# Flat Rate



## chaudco (Jul 14, 2009)

Hi I am new to site just happen to stumble onto very impressed great info. I have a question on flat rate. We have been using for last 14 years Maio flat rate books. Have adjusted prices ourselves over years but the books are trashed and time to change. Been debating making own books, is there a flat rate software that is good and easy to use, or does anybody have recommendation on another company like Maio or is anybody using Maio now and your feelings on them. We started to update our books with Maio a couple of years ago, seemed like a major hassle. However I have been satisfied with the pricing structure and they have worked for us well but don't have anything to compare with. Would appreciate any info or opions. Thanks


----------



## Ron (Jun 12, 2008)

Please give an intro in the into forum 1st, thanks.


----------



## Song Dog (Jun 12, 2008)

Ron The Plumber said:


> Please give an intro in the into forum 1st, thanks.


Give an intro and then I will give my experience.

In Christ,

Song Dog


----------



## Phat Cat (Apr 1, 2009)

Seem like Deja vu all over again.


----------



## para1 (Jun 17, 2008)

just wing it.


----------



## Christina (Jul 14, 2009)

*Plumber's Price Guide...*


The book is called “Plumber’s Pricing Manual.”
We get it from Trade Service.
800-701-7003
www.tradeservice.com

This is a book that I became familiar with when working at another plumbing shop in Glendale, Texas. Of course, I am back home in Oklahoma now and we utilize the same book. It gives different price levels for those of us that are still on time & material and also has a list of flat rate prices. It is a handy book... I believe that they also have CD versions but the books work great when out in the field. I thought the prices were WAY high when I got the book in but if you figure that you don't charge for MAPP gas, solder, flux, the knowledge of how to apply the three things , yadda, yadda, yadda... it is not THAT over highly priced. 

Hope this helps!

Excerpted records:

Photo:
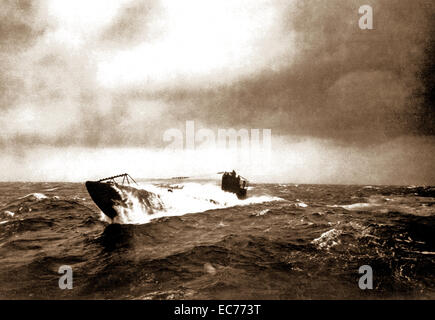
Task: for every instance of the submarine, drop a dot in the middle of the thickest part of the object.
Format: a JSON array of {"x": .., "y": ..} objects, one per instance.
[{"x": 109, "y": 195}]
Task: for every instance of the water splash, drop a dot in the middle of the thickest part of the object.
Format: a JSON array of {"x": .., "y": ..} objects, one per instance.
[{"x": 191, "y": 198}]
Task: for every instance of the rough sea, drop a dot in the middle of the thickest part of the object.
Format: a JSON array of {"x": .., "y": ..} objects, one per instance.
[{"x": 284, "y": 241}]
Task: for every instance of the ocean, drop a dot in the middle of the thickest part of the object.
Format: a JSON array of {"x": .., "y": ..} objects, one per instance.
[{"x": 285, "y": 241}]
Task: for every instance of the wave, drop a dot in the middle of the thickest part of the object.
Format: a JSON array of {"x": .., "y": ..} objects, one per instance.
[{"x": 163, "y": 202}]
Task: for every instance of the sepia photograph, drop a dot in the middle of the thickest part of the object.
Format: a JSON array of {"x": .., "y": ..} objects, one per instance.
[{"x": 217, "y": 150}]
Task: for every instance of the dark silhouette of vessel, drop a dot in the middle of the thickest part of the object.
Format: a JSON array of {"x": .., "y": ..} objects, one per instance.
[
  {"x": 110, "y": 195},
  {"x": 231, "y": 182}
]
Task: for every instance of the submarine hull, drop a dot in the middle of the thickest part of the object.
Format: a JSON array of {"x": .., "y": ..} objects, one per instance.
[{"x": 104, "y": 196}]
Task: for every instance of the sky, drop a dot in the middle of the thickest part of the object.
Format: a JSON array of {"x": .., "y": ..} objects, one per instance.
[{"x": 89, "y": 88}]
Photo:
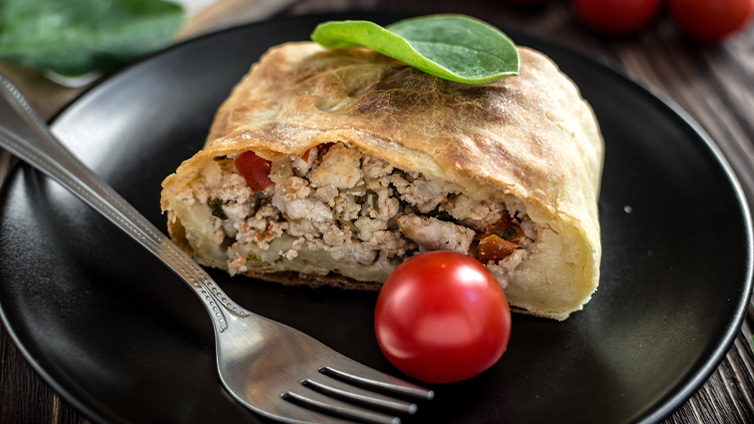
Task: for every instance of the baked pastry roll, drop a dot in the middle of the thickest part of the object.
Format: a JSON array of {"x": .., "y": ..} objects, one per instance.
---
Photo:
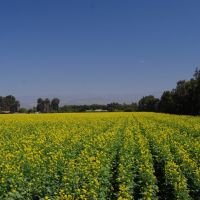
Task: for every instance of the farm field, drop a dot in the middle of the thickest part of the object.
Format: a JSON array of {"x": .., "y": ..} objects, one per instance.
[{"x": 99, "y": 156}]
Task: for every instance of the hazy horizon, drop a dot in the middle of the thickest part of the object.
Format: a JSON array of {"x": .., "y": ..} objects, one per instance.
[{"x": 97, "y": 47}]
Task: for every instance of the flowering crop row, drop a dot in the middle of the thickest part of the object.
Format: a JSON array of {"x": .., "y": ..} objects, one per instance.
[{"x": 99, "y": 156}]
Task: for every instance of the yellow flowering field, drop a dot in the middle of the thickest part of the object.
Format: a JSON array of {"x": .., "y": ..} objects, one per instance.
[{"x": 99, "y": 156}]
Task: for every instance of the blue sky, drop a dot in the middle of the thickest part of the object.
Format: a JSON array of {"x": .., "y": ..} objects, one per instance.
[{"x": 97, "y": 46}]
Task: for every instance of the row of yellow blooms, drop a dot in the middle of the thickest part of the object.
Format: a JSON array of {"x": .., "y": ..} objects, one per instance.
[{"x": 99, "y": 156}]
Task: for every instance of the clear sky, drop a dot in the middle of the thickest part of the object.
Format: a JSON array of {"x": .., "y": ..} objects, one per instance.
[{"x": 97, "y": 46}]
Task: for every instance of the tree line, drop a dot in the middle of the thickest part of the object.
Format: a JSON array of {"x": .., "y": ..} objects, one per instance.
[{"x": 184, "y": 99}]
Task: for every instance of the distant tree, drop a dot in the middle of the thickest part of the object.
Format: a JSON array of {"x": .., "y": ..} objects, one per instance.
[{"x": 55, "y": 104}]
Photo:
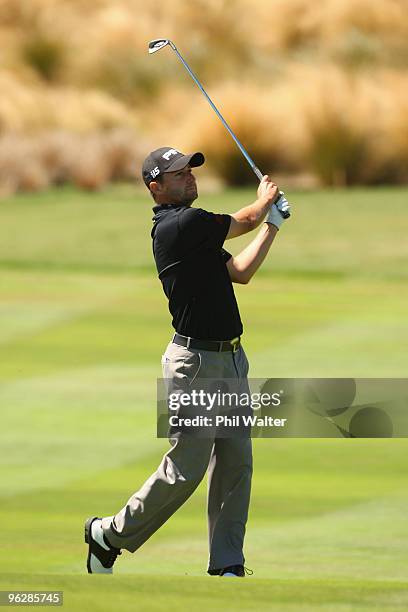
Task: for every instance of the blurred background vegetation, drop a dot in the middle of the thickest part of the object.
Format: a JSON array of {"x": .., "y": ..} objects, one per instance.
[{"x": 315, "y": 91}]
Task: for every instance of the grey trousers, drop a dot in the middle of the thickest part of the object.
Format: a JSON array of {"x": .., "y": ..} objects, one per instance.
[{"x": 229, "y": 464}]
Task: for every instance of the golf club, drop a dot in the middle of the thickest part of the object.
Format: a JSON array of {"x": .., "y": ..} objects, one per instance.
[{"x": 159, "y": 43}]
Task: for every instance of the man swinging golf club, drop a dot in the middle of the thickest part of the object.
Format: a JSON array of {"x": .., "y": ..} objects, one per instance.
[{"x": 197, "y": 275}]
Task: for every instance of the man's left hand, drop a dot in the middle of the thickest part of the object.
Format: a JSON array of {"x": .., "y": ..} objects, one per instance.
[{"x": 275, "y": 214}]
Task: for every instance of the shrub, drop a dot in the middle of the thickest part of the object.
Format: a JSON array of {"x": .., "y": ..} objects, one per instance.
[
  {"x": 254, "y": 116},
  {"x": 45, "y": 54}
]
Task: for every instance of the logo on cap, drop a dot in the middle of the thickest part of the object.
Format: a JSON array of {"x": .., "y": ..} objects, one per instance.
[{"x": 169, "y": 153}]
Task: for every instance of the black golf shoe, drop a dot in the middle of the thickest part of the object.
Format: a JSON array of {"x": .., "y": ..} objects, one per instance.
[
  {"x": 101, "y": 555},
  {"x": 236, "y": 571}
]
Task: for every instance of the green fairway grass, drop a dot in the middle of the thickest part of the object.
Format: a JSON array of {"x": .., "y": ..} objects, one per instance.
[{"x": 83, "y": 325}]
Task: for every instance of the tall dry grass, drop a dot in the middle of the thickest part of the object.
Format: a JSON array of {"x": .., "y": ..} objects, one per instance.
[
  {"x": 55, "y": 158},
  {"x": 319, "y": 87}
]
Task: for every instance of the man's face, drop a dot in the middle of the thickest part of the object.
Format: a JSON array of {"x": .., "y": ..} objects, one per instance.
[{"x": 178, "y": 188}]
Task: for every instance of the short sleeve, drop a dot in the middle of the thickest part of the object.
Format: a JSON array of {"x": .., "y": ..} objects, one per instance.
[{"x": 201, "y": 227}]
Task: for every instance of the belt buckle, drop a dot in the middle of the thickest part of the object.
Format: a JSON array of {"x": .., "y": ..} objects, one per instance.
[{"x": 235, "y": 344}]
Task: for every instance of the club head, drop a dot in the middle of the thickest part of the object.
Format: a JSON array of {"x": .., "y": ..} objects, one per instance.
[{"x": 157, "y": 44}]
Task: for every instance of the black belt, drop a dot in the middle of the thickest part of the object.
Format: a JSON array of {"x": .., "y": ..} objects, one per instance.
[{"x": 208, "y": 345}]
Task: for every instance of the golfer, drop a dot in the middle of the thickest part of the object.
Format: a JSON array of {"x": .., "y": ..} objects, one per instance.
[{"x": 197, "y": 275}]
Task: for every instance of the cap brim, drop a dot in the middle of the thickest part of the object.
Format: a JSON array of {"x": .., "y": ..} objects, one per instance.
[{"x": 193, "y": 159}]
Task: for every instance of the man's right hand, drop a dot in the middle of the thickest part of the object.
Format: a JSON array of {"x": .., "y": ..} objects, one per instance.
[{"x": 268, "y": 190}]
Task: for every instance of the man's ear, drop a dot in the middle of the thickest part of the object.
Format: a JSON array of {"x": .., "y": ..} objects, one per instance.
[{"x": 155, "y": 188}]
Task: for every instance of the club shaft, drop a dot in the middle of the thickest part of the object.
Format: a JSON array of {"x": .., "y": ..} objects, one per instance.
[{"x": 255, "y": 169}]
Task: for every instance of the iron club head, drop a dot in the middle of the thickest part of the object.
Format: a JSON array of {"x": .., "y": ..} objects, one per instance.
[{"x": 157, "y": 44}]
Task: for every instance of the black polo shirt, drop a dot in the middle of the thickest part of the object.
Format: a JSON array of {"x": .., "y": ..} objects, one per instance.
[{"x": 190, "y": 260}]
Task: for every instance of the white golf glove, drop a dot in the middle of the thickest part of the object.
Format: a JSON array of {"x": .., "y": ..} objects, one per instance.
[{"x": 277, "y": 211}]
--
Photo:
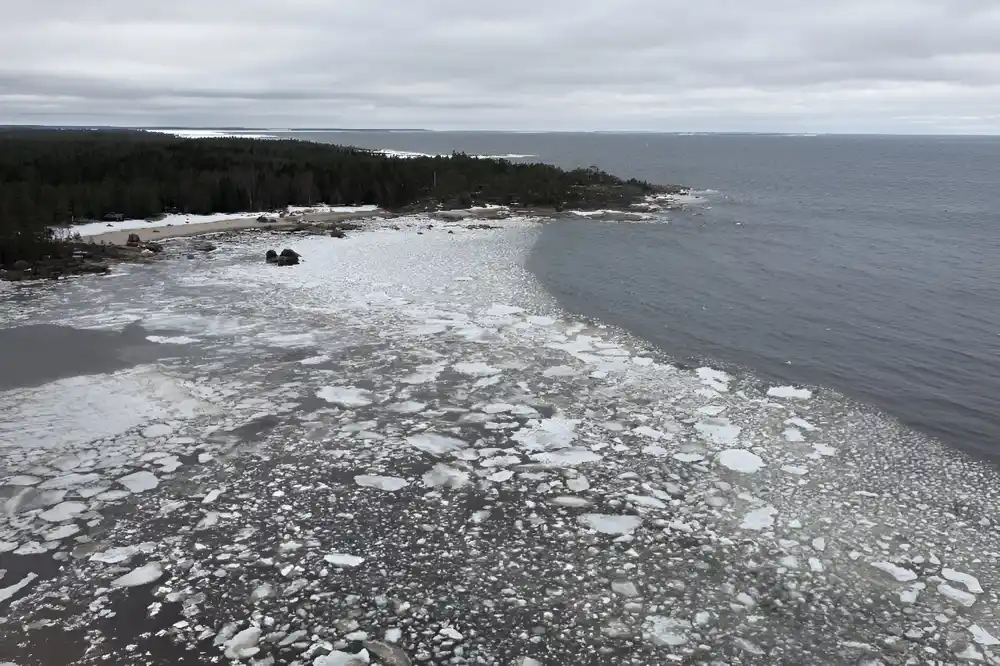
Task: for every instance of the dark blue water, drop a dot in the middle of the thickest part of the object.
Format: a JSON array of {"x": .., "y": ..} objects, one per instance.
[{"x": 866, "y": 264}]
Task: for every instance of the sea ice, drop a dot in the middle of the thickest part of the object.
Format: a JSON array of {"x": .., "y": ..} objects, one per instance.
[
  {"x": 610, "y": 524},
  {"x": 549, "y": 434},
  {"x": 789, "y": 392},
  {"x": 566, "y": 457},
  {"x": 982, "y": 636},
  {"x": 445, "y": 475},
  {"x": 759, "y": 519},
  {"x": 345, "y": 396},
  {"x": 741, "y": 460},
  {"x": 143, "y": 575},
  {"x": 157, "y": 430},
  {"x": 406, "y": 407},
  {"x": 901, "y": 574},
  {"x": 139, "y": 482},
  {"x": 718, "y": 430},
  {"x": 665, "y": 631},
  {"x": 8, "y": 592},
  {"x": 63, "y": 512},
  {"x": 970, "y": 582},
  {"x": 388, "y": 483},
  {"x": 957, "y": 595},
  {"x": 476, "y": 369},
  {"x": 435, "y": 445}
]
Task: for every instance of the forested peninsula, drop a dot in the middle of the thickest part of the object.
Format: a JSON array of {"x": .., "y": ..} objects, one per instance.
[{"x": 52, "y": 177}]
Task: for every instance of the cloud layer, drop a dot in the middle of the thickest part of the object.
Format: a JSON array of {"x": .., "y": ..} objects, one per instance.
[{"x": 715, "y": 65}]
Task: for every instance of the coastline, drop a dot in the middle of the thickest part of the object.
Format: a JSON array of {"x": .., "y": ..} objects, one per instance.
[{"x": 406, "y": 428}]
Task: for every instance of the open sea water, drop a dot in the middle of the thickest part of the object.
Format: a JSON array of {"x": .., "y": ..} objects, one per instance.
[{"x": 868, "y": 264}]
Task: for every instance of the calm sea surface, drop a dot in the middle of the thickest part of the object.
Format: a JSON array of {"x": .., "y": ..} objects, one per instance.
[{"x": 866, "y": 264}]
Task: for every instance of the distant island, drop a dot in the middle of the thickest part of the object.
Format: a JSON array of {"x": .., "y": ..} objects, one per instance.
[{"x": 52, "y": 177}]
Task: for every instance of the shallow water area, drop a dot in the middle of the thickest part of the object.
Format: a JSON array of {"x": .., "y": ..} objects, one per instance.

Stated exercise A:
Reproduce, word for word, the passage of the flat rate pricing thread starting with "This is a book" and going on through "Hope this helps!".
Stated exercise B:
Extend the forum thread on flat rate pricing beyond its final post.

Written reply A:
This is a book that I became familiar with when working at another plumbing shop in Glendale, Texas. Of course, I am back home in Oklahoma now and we utilize the same book. It gives different price levels for those of us that are still on time & material and also has a list of flat rate prices. It is a handy book... I believe that they also have CD versions but the books work great when out in the field. I thought the prices were WAY high when I got the book in but if you figure that you don't charge for MAPP gas, solder, flux, the knowledge of how to apply the three things , yadda, yadda, yadda... it is not THAT over highly priced. 

Hope this helps!

Written reply B:
----------



## chaudco (Jul 14, 2009)

Thanks for the info, sorry about intro I had no idea were this was. Not the best in computer savy but learning. Thanks again.


----------



## Associated Plum (Nov 4, 2008)

cdpunneo said:


> The book is called “Plumber’s Pricing Manual.”
> We get it from Trade Service.
> 800-701-7003
> www.tradeservice.com
> ...


 
Are the prices in the book based on YOUR cost of doing business or some imaginary company?

Trade Service has it's uses, but not as a flat rate manual.


----------



## Christina (Jul 14, 2009)

*The book that we have...*

The book we have is a pocket manual with I believe 3 levels of pricing on parts (national average) I believe. The in the back section of the book it it has several FLAT RATE pricing standards listings. Some prices are WOW high to us here... but we live in the center of Oklahoma where the average 3 bedroom home rents for $400-$500 dollars. These prices are not as outrageous in areas such as Tyler, TX and Houston, TX (where I have also lived) where the expense of living is 2-3 x's higher. 

I don't have a book at my house. However, I would be more than happy to bring it home with me this weekend and let you know some of the prices to give you an idea.


----------



## rooterboy (Jul 16, 2009)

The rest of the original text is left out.